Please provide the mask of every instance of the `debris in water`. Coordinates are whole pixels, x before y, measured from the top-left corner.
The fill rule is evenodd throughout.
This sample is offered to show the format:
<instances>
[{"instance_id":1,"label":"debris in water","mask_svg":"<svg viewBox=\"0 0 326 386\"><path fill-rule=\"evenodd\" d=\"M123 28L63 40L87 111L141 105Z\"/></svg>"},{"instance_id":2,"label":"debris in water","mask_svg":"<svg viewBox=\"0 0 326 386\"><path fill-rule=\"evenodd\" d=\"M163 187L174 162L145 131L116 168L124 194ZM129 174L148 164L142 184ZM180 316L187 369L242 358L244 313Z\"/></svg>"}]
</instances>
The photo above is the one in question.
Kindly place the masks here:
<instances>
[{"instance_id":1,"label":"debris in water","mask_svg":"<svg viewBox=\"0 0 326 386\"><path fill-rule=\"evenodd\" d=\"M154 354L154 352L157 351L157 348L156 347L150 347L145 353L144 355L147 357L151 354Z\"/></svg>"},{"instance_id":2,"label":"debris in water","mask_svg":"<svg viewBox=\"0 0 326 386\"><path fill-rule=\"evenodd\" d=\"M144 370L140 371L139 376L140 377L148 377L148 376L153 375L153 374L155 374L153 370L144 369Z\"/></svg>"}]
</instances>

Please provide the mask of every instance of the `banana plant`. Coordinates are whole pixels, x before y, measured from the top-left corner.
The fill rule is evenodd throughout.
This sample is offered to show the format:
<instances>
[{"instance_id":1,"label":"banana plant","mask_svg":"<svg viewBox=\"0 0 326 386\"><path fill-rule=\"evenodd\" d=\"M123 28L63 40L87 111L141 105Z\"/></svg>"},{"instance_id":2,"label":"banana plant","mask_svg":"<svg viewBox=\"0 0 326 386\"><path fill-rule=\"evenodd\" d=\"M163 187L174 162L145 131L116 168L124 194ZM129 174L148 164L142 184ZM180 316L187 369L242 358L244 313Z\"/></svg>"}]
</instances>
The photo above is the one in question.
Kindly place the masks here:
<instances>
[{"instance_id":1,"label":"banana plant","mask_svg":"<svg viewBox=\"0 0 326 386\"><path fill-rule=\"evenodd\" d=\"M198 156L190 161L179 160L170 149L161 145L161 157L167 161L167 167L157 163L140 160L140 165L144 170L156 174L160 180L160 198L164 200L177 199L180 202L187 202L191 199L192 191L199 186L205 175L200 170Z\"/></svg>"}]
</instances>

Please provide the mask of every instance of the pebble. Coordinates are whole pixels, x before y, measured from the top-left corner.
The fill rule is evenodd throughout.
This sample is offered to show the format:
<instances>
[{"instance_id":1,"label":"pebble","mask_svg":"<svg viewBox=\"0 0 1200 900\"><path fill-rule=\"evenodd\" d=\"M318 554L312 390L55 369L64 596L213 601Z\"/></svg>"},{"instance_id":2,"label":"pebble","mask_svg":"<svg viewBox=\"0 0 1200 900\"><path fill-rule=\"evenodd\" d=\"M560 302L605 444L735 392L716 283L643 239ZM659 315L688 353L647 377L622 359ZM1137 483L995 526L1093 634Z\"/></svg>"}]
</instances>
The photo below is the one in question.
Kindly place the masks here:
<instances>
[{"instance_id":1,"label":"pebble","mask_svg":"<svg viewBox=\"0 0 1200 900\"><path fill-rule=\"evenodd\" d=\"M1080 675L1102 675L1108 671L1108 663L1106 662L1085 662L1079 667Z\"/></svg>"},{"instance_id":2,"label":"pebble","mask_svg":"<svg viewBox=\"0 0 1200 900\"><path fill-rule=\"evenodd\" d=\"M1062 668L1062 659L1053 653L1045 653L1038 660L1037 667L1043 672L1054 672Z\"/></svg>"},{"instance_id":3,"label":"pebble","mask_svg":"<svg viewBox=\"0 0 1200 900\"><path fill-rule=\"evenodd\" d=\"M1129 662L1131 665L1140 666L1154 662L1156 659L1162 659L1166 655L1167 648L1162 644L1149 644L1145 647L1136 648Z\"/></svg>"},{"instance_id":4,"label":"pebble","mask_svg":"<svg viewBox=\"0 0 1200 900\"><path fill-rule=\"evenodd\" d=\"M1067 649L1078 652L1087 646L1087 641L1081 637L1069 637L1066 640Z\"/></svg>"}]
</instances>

Directions for this task
Using the records above, state how many lines contain "pixels"; a single number is the whole answer.

Solved exercise
3